■ **GIVEN REQUEST**
Reproduce every line in full from the line with "Flashcard review: The elephant leg" to the line with "[667, 15, 728, 102]", both ends included, and shift each bounding-box coordinate in the responses by -33.
+--
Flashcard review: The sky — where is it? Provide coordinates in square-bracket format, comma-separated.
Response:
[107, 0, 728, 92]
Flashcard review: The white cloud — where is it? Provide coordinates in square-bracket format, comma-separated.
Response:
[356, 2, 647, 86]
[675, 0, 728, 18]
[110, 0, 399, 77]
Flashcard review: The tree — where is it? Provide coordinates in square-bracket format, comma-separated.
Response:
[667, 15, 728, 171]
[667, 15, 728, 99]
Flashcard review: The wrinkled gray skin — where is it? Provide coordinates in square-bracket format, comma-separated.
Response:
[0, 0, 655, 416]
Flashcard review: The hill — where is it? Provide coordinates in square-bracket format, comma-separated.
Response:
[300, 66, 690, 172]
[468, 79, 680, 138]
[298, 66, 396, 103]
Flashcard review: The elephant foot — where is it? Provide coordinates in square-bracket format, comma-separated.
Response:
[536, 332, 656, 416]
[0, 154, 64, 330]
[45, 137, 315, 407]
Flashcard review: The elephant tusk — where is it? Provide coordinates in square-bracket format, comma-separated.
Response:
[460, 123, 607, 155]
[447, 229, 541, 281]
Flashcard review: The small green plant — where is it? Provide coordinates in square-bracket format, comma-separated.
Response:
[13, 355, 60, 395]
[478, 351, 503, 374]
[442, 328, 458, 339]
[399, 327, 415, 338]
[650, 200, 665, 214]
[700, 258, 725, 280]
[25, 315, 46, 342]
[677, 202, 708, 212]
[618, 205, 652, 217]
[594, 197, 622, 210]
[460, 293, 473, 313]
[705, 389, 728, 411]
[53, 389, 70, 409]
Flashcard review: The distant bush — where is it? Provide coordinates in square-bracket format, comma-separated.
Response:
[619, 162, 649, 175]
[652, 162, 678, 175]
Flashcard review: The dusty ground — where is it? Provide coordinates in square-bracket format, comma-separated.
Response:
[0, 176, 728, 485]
+--
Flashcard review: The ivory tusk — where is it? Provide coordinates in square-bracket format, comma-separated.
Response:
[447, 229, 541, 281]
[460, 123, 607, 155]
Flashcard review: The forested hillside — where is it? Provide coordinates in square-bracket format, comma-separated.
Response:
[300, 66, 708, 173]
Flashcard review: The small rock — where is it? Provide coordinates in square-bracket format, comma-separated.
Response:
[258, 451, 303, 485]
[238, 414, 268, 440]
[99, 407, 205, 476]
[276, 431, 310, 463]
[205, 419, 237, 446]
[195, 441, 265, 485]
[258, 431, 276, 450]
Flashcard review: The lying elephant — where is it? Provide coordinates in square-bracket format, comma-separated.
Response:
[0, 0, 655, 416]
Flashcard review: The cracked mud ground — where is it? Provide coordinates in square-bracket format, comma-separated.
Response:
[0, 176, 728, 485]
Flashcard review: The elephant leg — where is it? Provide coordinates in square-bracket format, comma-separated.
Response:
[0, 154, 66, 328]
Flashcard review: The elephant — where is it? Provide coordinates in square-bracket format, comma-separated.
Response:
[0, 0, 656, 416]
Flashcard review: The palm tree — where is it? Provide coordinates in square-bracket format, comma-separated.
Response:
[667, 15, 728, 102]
+--
■ **SOLUTION**
Flashcard review: The elephant leg — where is it? Provide coordinates in square-bracket format, comma-separated.
Response:
[-33, 121, 33, 295]
Flashcard review: The elephant — where is it? Provide coordinates in square-bracket format, comma-separated.
Response:
[-33, -33, 623, 383]
Flashcard review: The palm tree — where is it? Provide coordinates in square-bracket format, comma-separated.
Response:
[634, -18, 695, 69]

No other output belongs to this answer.